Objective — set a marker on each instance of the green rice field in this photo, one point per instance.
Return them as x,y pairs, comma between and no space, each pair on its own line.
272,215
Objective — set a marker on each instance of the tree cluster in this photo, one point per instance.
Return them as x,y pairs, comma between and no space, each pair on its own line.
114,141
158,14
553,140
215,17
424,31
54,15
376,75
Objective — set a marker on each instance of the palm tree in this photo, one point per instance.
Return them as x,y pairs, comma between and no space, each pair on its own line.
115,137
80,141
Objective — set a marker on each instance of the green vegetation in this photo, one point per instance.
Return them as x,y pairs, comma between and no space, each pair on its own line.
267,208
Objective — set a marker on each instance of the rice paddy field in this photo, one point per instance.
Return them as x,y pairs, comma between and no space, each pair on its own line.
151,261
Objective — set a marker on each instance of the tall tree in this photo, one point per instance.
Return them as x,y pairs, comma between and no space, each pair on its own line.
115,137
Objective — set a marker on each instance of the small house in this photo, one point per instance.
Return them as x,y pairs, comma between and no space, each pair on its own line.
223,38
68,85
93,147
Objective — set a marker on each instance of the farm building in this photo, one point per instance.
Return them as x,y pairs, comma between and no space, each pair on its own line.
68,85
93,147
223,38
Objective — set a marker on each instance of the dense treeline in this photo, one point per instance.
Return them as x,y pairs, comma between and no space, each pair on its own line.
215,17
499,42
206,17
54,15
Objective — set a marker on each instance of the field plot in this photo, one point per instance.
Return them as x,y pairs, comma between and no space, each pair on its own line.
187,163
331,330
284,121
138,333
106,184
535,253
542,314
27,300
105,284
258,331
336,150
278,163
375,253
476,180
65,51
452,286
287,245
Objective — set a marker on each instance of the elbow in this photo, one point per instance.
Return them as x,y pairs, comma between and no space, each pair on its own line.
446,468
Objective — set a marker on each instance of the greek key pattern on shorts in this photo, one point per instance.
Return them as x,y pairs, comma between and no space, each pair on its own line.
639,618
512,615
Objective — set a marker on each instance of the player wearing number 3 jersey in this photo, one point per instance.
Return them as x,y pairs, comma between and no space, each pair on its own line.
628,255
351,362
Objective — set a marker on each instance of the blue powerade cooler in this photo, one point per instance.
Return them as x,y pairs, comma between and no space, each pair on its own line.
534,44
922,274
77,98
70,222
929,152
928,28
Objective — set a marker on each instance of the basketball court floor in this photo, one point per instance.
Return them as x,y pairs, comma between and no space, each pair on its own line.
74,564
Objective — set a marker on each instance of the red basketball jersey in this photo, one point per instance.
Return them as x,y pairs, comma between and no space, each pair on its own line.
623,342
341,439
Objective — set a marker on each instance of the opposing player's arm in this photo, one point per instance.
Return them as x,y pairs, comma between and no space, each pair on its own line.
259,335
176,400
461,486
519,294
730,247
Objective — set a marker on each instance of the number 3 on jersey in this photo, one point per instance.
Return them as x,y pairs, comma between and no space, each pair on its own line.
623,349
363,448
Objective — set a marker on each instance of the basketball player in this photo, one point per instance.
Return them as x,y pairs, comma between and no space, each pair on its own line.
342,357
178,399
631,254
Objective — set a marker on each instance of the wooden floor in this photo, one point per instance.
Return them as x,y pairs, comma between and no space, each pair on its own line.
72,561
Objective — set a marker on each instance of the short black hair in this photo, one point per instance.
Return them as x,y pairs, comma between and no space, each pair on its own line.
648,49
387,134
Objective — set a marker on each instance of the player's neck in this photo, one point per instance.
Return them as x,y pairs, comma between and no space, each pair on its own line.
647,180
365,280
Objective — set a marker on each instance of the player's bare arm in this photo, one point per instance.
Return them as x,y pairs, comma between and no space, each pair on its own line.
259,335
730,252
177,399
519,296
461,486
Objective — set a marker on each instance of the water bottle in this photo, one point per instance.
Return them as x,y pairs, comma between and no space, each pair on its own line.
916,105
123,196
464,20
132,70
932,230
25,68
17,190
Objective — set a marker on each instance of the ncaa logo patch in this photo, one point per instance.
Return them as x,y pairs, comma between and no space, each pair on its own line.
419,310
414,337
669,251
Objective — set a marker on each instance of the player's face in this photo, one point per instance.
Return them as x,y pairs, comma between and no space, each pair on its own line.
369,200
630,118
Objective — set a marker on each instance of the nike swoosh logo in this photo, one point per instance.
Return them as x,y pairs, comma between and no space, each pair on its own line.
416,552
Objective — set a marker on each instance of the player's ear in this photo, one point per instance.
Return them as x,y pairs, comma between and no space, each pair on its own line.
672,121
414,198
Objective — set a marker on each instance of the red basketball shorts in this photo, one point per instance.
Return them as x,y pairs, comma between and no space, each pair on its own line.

------------------------------------------------------------------------

__Given instruction__
Rewrite every line of the listing above as a Markdown table with the columns Row and Line. Number each row and leave out any blank lines.

__Result of the exercise__
| Row | Line |
|---|---|
| 1 | Objective — set a marker on each instance of the green rice field in this photo, one point per instance. |
| 2 | Return them as x,y pairs, comma between and no space, each pair on its own line. |
| 3 | 272,215 |
| 4 | Objective — set a marker on each instance of the tree cluster in this photo, one point per instance. |
| 5 | Return them as x,y pairs, comma between and no space, each pair on its own line. |
| 6 | 114,141 |
| 7 | 158,14 |
| 8 | 553,140 |
| 9 | 215,17 |
| 10 | 424,31 |
| 11 | 54,15 |
| 12 | 376,75 |
| 13 | Objective — set a marker on each instance of the palm tree in this photo, one point per instance. |
| 14 | Return them as x,y pairs, comma between and no space, each pair on its own line. |
| 15 | 115,137 |
| 16 | 80,141 |
| 17 | Objective — set a marker on each instance of the green vegetation in this photo, one point per instance. |
| 18 | Return them as x,y pairs, comma between and no space, each pair on its own line. |
| 19 | 267,208 |
| 20 | Objective — set a marker on each instance of the rice paddy field in this photo, one point per instance. |
| 21 | Return them as x,y pairs, comma between and no space, each pair on its own line. |
| 22 | 151,261 |
| 23 | Objective — set a marker on each instance of the tall tree in this photo, one point per instance. |
| 24 | Return them as x,y pairs, comma between and no space, each pair on its own line. |
| 25 | 115,137 |
| 26 | Objective — set a marker on each instance of the small house in this photo, one point per instance. |
| 27 | Return them as x,y pairs, comma between and no space, each pair on its own line. |
| 28 | 223,38 |
| 29 | 68,85 |
| 30 | 93,147 |
| 31 | Objective — set a marker on each instance of the farm building in this photo, one point per instance. |
| 32 | Return them as x,y pairs, comma between and no space, each pair on its own line. |
| 33 | 68,85 |
| 34 | 93,147 |
| 35 | 223,38 |
| 36 | Objective — set a marker on each instance of the dense treeline in this photo, one point per instance. |
| 37 | Return them as x,y pairs, comma between and no space, each pair on its own line. |
| 38 | 215,17 |
| 39 | 499,42 |
| 40 | 206,17 |
| 41 | 54,15 |
| 42 | Objective — set a marker on each instance of the field plot in this photo, one point per instance. |
| 43 | Return them as x,y pairs, comma between and no space, each pair on its own line. |
| 44 | 187,163 |
| 45 | 331,330 |
| 46 | 284,121 |
| 47 | 138,333 |
| 48 | 106,184 |
| 49 | 535,253 |
| 50 | 542,314 |
| 51 | 27,300 |
| 52 | 105,284 |
| 53 | 258,331 |
| 54 | 336,150 |
| 55 | 278,163 |
| 56 | 375,253 |
| 57 | 476,180 |
| 58 | 65,51 |
| 59 | 452,286 |
| 60 | 287,245 |
| 61 | Objective — set a marker on each instance of the elbow in this photo, one point per instance. |
| 62 | Return them as x,y pairs, comma between and no space, each pair on its own line. |
| 63 | 446,468 |
| 64 | Objective — set a marker on each instance of the greek key pattern on shorts in this photo, one point per instance. |
| 65 | Return them as x,y pairs, comma between and no space, each pair on its own line. |
| 66 | 639,618 |
| 67 | 512,615 |
| 68 | Objective — set a marker on each instance of the player wearing number 3 jersey in this photo, one point per instance. |
| 69 | Return them as x,y pairs, comma between and no space, each pair on its own line. |
| 70 | 628,255 |
| 71 | 351,362 |
| 72 | Objective — set a marker on each instance of the blue powerade cooler in this photo, one point per instance. |
| 73 | Return them as x,y pairs, comma between and no space, each pair on its own line. |
| 74 | 534,44 |
| 75 | 922,274 |
| 76 | 77,98 |
| 77 | 70,222 |
| 78 | 929,152 |
| 79 | 928,28 |
| 80 | Objective — set a marker on each instance of the basketball court floor in this photo, one point per instance. |
| 81 | Return them as x,y pairs, comma between and no space, each pair on its own line. |
| 82 | 74,564 |
| 83 | Objective — set a marker on each instance of the red basketball jersey in this photo, one point per instance. |
| 84 | Return them as x,y pairs, comma between and no space, each pair on its own line. |
| 85 | 623,342 |
| 86 | 341,439 |
| 87 | Objective — set a marker on each instance of the opposing player's arm in this photo, one point per instance. |
| 88 | Return them as x,y pairs, comma between and no space, each pair on its own line. |
| 89 | 259,335 |
| 90 | 176,400 |
| 91 | 461,486 |
| 92 | 519,294 |
| 93 | 730,247 |
| 94 | Objective — set a marker on each instance of the number 3 on jersey in this photo, one point per instance. |
| 95 | Return them as x,y pairs, comma between and no space, each pair on its own line. |
| 96 | 623,349 |
| 97 | 363,448 |
| 98 | Objective — set a marker on each instance of the basketball player in this photo, one point per instance. |
| 99 | Return them as x,y pairs, comma between and no space, each pair on its own line. |
| 100 | 342,357 |
| 101 | 178,399 |
| 102 | 631,254 |
| 103 | Objective — set a marker on each instance of the wooden floor in this photo, one point per instance. |
| 104 | Return them as x,y pairs, comma between and no space, each pair on its own line. |
| 105 | 72,561 |
| 106 | Objective — set a marker on each instance of the short black hair in this photo, one point per instance. |
| 107 | Return them as x,y pairs, comma between and no space, each pair on its own line. |
| 108 | 648,49 |
| 109 | 387,134 |
| 110 | Objective — set a marker on each instance of the player's neck in this photo, one point per instance. |
| 111 | Return them as x,y pairs, comma between and no space, each pair on its own line. |
| 112 | 647,180 |
| 113 | 365,280 |
| 114 | Objective — set a marker on each instance of the player's bare arm in this photo, one point per instance. |
| 115 | Return them as x,y pairs, comma between and no space, each pair on its own line. |
| 116 | 259,335 |
| 117 | 730,252 |
| 118 | 177,399 |
| 119 | 519,296 |
| 120 | 461,486 |
| 121 | Objective — set a marker on each instance of the water bottle in this photo, one point per instance. |
| 122 | Return them as x,y pairs, comma between and no space, each pair on its own line. |
| 123 | 916,105 |
| 124 | 123,196 |
| 125 | 464,20 |
| 126 | 132,70 |
| 127 | 932,230 |
| 128 | 25,68 |
| 129 | 17,190 |
| 130 | Objective — set a marker on each instance of the ncaa logo patch in this photo, one point per instance. |
| 131 | Return them as x,y pairs, comma between and no space, each pair on its own line. |
| 132 | 419,310 |
| 133 | 414,337 |
| 134 | 669,251 |
| 135 | Objective — set a marker on each instance of the player's face in this photo, one point per instance. |
| 136 | Return them as x,y pairs, comma between and no space, each pair on its own line. |
| 137 | 369,200 |
| 138 | 630,118 |
| 139 | Objective — set a marker on each instance of the nike swoosh logo in this photo, one point per instance. |
| 140 | Return them as x,y pairs, comma between and no space, each pair on its own line. |
| 141 | 416,552 |
| 142 | Objective — set a marker on each instance of the player's ear in this photo, one point per instance. |
| 143 | Return them as x,y pairs, comma between and no space, each pair on its own line. |
| 144 | 672,121 |
| 145 | 414,198 |
| 146 | Objective — set a marker on each instance of the red basketball shorts in this photo, one point per instance. |
| 147 | Return them as x,y pairs, comma between and no space, each pair on its own line. |